Location identification entries
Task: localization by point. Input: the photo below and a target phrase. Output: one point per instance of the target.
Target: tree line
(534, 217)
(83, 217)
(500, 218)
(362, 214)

TASK INSTRUCTIONS »
Repeat every item above word for word, with no changes.

COMPLETE RESPONSE »
Task: localization by point. Input: the photo below and a target phrase. Output: one point per instance of the target.
Target: tree line
(534, 217)
(83, 217)
(500, 218)
(362, 214)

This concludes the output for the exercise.